▶ Reading text:
start

ZFS - Impact of L2ARC cache device failure (Nexenta)

7,399

Solution 1

ZFS does not do disk I/O, device drivers below ZFS do disk I/O. If the device does not respond in a timely manner, or as in this case, disrupts all other devices on the expander, then it is not visible as a failure to ZFS. All ZFS sees is a slow I/O.

There is a bug in Intel X-25M firmware that affects their behaviour during heavy loads and can cause reset storms. This problem affects all OSes and cannot be solved at the OS layer. Please contact your hardware supplier for fixes or remediation.

If a read is expected to be satisfied by the L2ARC, then the read will be attempted there. ZFS then relies on the lower-layer drivers to report an error. For this case, the drive continues to reset and retry for as many as 5 minutes before declaring the I/O as failed, depending on the driver, device, and default timeout settings. Only after the lower layer drivers declare the I/O as failed will ZFS retry on the pool.

end

▶ Jobs:
(a) In the ZFS answer, why does a misbehaving cache device show up to ZFS only as slow I/O instead of a failure? Reply in one to three sentences.
(b) Return the part of the ZFS answer starting with "ZFS - Impact" and going on through "a slow I/O.".
(c) Carry the ZFS answer further from its last sentence.
The items after this point are separate from the ZFS answer.

▶ Record excerpts:
start

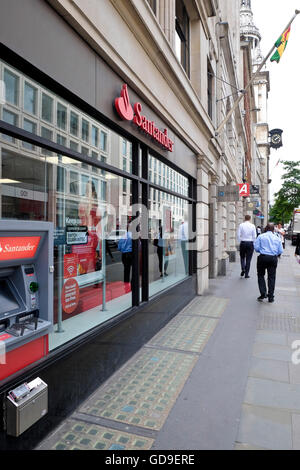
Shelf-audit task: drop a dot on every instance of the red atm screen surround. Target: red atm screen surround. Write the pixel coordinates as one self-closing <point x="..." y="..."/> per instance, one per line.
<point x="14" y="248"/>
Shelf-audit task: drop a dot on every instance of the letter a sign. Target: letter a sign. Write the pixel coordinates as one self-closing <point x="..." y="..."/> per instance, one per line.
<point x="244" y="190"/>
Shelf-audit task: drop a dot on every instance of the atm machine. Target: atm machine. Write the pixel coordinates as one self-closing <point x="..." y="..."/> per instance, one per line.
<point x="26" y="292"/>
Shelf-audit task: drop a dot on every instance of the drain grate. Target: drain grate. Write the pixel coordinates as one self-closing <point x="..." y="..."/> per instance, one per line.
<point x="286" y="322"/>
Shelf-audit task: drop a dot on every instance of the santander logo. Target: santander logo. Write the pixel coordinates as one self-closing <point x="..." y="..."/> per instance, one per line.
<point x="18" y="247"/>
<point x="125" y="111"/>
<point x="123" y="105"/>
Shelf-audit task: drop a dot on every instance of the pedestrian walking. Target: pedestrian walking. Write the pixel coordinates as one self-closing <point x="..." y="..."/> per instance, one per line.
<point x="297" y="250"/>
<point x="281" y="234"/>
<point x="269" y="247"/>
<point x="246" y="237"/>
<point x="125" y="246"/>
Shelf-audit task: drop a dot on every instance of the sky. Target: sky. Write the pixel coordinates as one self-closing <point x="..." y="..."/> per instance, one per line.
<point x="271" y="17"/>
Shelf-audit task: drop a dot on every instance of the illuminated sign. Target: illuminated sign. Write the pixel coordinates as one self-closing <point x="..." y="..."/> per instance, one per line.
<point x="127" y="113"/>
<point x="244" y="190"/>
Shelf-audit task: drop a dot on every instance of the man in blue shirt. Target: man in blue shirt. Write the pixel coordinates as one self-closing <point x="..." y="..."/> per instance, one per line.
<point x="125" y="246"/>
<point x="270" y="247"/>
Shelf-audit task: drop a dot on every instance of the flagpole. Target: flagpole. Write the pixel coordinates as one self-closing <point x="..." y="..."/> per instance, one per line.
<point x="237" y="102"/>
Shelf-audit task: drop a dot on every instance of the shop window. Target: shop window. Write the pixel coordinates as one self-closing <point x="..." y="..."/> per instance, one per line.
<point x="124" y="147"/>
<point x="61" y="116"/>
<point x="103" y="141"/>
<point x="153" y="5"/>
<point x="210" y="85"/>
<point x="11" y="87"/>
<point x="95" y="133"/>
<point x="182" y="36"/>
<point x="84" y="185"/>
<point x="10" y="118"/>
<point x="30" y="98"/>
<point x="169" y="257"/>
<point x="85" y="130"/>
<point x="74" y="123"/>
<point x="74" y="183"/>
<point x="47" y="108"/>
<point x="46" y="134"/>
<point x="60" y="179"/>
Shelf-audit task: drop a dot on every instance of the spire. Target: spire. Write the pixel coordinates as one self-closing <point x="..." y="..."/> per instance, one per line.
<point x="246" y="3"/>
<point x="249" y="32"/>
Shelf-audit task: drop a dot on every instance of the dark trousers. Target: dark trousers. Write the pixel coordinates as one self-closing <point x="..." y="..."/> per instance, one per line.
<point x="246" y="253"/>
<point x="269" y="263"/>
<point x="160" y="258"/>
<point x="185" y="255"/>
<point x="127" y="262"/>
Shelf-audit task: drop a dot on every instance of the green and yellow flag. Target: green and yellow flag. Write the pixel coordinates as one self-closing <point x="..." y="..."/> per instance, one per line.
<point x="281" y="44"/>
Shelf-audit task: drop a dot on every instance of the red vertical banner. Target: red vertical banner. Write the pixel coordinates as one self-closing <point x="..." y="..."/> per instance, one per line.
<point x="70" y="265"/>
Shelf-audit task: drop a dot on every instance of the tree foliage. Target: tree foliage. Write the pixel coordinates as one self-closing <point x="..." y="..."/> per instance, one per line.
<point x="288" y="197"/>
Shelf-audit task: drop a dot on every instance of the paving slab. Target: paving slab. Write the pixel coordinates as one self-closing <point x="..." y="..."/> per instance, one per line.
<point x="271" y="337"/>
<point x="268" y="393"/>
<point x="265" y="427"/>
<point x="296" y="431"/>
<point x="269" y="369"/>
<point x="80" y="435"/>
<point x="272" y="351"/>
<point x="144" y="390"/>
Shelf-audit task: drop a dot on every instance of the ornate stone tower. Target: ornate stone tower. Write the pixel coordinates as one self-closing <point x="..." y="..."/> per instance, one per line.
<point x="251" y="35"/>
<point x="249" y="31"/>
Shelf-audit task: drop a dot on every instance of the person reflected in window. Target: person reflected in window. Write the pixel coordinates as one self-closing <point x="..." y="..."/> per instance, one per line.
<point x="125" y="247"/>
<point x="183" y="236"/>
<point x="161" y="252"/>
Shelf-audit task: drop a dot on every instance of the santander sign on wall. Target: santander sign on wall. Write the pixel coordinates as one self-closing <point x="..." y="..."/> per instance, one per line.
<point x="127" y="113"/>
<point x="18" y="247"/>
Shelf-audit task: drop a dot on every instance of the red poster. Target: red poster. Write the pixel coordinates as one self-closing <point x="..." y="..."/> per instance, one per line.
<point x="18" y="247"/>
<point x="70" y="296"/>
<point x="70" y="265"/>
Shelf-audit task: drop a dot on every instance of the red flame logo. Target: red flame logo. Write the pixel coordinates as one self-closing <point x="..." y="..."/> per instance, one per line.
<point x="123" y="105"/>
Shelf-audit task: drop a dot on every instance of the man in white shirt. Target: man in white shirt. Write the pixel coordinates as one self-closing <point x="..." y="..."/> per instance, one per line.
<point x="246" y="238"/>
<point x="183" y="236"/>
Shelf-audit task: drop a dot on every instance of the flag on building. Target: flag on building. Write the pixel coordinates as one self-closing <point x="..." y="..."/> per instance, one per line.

end

▶ Results for the exercise:
(a) ZFS does not perform disk I/O itself; the device drivers beneath it do. When a device fails to respond in a timely manner or disrupts the other devices on the expander, ZFS sees no failure. It sees only a slow I/O.

(b)
ZFS - Impact of L2ARC cache device failure (Nexenta)

7,399

Solution 1

ZFS does not do disk I/O, device drivers below ZFS do disk I/O. If the device does not respond in a timely manner, or as in this case, disrupts all other devices on the expander, then it is not visible as a failure to ZFS. All ZFS sees is a slow I/O.

(c)
NexentaStor's volume-check and disk-check runners look for additional error messages and alert you via email and fault logging. The disk-check runner has been improved in the 3.1 release to help alert you for specifically the conditions exhibited by broken firmware in SSDs.

Bottom line: your hardware is faulty and will need to be fixed or replaced.

Solution 2

Are you connecting the X25-M SSD to the backplane? There's a known issue with Nexenta and accessing the L2ARC over a backplane. Your best bet is to connect the SSD directly into a SATA port on the motherboard. Make sure it's configured to use AHCI as well.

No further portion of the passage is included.